YOUR ASSIGNMENT
Output the listing exactly, leaving nothing out.
Start of TASK INPUT
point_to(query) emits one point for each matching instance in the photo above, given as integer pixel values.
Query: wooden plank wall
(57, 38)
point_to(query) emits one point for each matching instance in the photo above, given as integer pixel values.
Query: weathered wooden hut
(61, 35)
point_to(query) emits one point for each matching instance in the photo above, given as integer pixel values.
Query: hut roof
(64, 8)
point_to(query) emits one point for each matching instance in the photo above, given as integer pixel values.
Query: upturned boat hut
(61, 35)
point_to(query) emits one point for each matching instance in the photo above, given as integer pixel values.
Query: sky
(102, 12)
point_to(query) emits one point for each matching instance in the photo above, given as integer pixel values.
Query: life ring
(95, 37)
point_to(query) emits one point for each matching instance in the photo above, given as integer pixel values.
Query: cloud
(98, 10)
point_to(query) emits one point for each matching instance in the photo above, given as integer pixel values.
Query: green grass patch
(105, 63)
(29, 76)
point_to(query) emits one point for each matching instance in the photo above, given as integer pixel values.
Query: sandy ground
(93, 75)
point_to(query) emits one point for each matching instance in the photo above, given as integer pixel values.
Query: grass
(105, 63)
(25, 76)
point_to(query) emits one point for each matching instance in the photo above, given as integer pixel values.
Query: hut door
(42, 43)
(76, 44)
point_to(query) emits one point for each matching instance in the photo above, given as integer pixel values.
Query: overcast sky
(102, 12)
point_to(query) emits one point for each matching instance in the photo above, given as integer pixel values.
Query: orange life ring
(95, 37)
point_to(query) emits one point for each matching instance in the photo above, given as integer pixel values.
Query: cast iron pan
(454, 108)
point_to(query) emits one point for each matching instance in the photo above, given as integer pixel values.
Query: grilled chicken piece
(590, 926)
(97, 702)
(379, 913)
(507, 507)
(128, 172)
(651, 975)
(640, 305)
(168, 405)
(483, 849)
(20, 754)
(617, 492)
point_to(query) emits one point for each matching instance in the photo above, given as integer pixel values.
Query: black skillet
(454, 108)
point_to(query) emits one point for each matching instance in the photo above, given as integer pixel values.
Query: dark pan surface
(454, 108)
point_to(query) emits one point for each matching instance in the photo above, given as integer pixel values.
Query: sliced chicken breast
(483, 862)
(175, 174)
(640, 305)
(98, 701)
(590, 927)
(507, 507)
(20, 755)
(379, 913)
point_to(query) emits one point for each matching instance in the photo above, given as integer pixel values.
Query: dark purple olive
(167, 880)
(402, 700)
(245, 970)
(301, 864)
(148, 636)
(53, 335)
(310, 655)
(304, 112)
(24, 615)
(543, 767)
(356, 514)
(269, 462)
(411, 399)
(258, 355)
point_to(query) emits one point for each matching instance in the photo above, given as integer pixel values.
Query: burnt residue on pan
End of TASK INPUT
RESPONSE TO THIS EXERCISE
point_to(query) emits one point for each matching instance in the photo above, given as integer pixel values.
Query: wooden plank wall
(57, 38)
point_to(query) emits one point for each matching instance in the photo above, given as integer pixel values.
Query: weathered wooden hut
(61, 35)
point_to(query) emits one point for each matching instance in the photo above, given as integer pixel values.
Query: hut roof
(64, 8)
point_to(query) emits one point for each matching instance in the photo above, given as integer pixel values.
Query: upturned boat hut
(61, 35)
point_to(query) emits one point for each matching instance in the photo above, given as integer pixel values.
Query: sky
(102, 12)
point_to(query) emits one point for each matching instance in the photo above, given as integer pixel values.
Query: life ring
(95, 37)
point_to(query) emits one point for each matching instance in the photo above, given as integer pixel values.
Query: cloud
(98, 10)
point_to(query) emits one point for each matching instance in the photo above, given as integer pixel values.
Query: green grass patch
(105, 63)
(29, 76)
point_to(query) emits one point for each matching instance in the photo above, given as integer pixel values.
Query: sandy ground
(93, 75)
point_to(query) emits one point for each matching instance in the photo above, given as integer pixel values.
Query: grass
(105, 63)
(25, 76)
point_to(query) emits one point for each matching instance in the photo above, given as integer pixel values.
Query: hut door
(42, 43)
(76, 44)
point_to(query) emits one point for each matching instance in the photo above, given as integer pixel values.
Query: overcast sky
(102, 12)
point_to(query) emits one point for each matching instance in the photo above, given as integer pixel values.
Query: orange life ring
(95, 37)
point_to(query) emits one point for each matching instance in the photo above, given as integer pixel values.
Query: cast iron pan
(454, 108)
point_to(query) emits one point for each matching instance in the photo above, given as integer pixel values.
Query: grilled chicken piece
(590, 926)
(97, 702)
(379, 913)
(507, 507)
(128, 172)
(651, 975)
(640, 305)
(168, 405)
(483, 849)
(20, 754)
(617, 492)
point_to(query) emits one point for each matching instance in the photo above, given as integer pixel values.
Query: black skillet
(454, 108)
point_to(query) emits one point for each matching instance in the photo above, given as integer pixel values.
Query: dark pan surface
(454, 108)
point_to(query) emits one point for each matching instance in the photo above, given as integer pixel values.
Query: sliced chicken breast
(483, 862)
(175, 174)
(640, 305)
(98, 701)
(590, 927)
(507, 507)
(20, 755)
(379, 913)
point_to(query) emits one point for each matching instance in the photo above, given as integer pixel values.
Query: dark purple olive
(167, 880)
(402, 700)
(245, 970)
(301, 864)
(148, 636)
(53, 335)
(310, 655)
(304, 112)
(24, 615)
(543, 767)
(356, 514)
(269, 462)
(411, 399)
(258, 355)
point_to(query) emits one point for each matching instance in the photo above, given as integer pixel values.
Query: burnt residue on pan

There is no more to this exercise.